# [SOURCE TEXT]

Filing bankruptcy is a serious step, not to be taken lightly. For instance, if debtors owe only a small amount to a few creditors, it might make more sense to consult a credit counseling service. Bankruptcy might be necessary however, under certain situations: For example, do you have large credit balances, and can not meet minimum installment payments? Are you borrowing from one credit card to pay another? Are you swamped by uninsured medical bills or judgments? Is there a pending or threatened foreclosure, garnishment, or repossession? Do you need a "fresh start" to relieve financial stress? Do you have a auto accident judgment against you and cannot renew your driver's license until it is paid? Once you obtain a bankruptcy, you cannot obtain another one for six years. Furthermore, credit reporting agencies will report that you went bankrupt on your credit report for ten years after the bankruptcy.
Can I keep my home and other possessions?
Generally, debtors in Florida can keep their homes because of the homestead laws but Congress' new revision has placed some limits on this. They are entitled to keep $1000 worth of personal possessions valued at used or "flea market" value. Careful planning with an attorney will maximize the end result.
What types of bankruptcy are there?

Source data

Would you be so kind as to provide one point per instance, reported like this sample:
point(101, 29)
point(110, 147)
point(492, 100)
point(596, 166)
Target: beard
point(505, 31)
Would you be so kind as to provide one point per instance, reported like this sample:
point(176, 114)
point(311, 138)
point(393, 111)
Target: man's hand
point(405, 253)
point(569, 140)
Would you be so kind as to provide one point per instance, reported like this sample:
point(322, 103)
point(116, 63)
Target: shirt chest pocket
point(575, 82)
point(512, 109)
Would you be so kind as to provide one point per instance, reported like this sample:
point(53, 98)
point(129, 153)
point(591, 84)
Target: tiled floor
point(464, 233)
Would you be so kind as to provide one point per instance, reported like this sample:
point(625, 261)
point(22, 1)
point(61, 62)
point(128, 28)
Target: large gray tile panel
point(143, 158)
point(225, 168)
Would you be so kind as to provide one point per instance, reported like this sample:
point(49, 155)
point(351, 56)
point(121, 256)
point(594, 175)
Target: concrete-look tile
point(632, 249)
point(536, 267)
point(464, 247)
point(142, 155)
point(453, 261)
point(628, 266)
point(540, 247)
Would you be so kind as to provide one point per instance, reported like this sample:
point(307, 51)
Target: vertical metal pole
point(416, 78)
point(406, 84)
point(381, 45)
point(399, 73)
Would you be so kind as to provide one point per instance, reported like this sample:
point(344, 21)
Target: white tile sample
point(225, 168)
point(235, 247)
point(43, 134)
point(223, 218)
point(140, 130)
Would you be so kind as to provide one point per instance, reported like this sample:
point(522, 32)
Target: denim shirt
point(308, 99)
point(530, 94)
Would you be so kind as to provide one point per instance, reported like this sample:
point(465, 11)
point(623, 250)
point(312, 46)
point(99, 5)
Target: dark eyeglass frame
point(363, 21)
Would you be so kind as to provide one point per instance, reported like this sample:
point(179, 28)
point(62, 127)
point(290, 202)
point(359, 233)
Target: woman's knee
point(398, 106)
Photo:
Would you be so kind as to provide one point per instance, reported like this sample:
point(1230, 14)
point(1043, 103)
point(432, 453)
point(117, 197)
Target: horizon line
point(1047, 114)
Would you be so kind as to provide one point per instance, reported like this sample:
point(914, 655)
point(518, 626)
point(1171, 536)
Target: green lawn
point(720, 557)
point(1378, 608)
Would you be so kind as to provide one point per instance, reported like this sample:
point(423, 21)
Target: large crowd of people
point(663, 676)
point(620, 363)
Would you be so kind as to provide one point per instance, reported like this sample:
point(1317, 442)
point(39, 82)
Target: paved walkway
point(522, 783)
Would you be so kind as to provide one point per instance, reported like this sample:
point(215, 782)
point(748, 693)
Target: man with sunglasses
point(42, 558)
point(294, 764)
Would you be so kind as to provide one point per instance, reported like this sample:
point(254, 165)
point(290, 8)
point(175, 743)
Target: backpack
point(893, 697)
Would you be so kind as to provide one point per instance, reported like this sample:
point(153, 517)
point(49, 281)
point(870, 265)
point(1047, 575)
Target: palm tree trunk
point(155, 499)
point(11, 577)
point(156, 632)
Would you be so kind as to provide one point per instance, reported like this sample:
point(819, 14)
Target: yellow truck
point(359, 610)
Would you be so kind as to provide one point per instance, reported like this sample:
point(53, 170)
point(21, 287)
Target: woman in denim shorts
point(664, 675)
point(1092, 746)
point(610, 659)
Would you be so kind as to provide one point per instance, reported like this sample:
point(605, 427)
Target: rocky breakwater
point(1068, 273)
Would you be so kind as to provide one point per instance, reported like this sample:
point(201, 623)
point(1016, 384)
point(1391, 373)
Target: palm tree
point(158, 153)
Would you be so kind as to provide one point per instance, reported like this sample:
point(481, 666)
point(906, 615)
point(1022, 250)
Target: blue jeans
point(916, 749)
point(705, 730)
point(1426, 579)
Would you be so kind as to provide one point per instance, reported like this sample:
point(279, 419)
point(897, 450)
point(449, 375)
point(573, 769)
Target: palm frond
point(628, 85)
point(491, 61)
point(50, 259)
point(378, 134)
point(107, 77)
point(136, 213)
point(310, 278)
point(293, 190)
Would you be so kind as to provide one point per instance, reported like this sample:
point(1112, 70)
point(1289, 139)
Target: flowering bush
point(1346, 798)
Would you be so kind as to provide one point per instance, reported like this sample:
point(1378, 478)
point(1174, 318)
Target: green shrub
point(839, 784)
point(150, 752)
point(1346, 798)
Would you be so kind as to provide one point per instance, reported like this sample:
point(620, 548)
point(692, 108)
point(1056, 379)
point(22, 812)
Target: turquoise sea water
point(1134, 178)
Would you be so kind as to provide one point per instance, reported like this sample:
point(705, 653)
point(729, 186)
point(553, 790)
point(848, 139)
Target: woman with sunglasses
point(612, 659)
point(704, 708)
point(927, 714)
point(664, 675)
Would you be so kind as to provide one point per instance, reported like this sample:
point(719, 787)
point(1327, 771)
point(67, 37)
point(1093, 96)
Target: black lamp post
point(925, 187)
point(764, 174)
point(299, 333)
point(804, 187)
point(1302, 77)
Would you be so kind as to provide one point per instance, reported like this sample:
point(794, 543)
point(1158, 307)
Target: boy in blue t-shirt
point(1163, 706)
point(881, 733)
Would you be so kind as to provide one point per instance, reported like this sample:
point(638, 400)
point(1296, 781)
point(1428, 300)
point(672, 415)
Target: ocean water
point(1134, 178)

# [WORK REQUEST 1]
For each statement below, say whether it agrees with the text on filing bankruptcy. Answer yes or no, and quote the words from the text that decide it.
(a) After obtaining a bankruptcy, a person must wait ten years before obtaining another one.
(b) Debtors in Florida may keep $1000 worth of personal possessions.
(c) For debtors who owe only a small amount to a few creditors, consulting a credit counseling service might make more sense.
# [WORK REQUEST 2]
Write a continuation of the text on filing bankruptcy, picking up after its final line.

# [EXERCISE RESPONSE 1]
(a) No: "Once you obtain a bankruptcy, you cannot obtain another one for six years."
(b) Yes: "They are entitled to keep $1000 worth of personal possessions valued at used or "flea market" value."
(c) Yes: "if debtors owe only a small amount to a few creditors, it might make more sense to consult a credit counseling service."

# [EXERCISE RESPONSE 2]
Chapter 7 "liquidation" is the most common form of bankruptcy. It provides debt relief, stops creditor harassment, garnishments, and collection lawsuits. In theory your property is supposed to be sold by a trustee in a Chapter 7. However, this usually is avoided because debtors are entitled to exemptions which protect most, if not all, of their property from liquidation. The new revision requires that the debtor take and pass a "means test" to determine whether he/she is eligible under federal law to obtain a Chapter 7 Bankruptcy. If the debtor is not eligible for a Chapter 7, then he/she can enter a Chapter 13 Bankruptcy which requires the debtor to pay down a percentage of their total debt in monthly installments taken from their paycheck, over a period of from 3 to 5 years. Chapter 13 repayment plans will stop foreclosures and give you a chance to catch up these and other debts.
Are there debts I can`t discharge?
Certain obligations are automatically not discharged. These include alimony, child support, most income taxes, most student loans, criminal fines, and injuries from DUls. Other debts are not discharged if a complaining creditor can show he meets certain criteria (such as fraud) to justify a denial of discharge. Usually these issues can be anticipated by your attorney.
What is Pre-bankruptcy Planning?
Sometimes debtors can arrange their affairs in a legal manner to ensure that they emerge from the bankruptcy in the best financial position possible. A good attorney should be able to recognize when such preliminary steps are beneficial.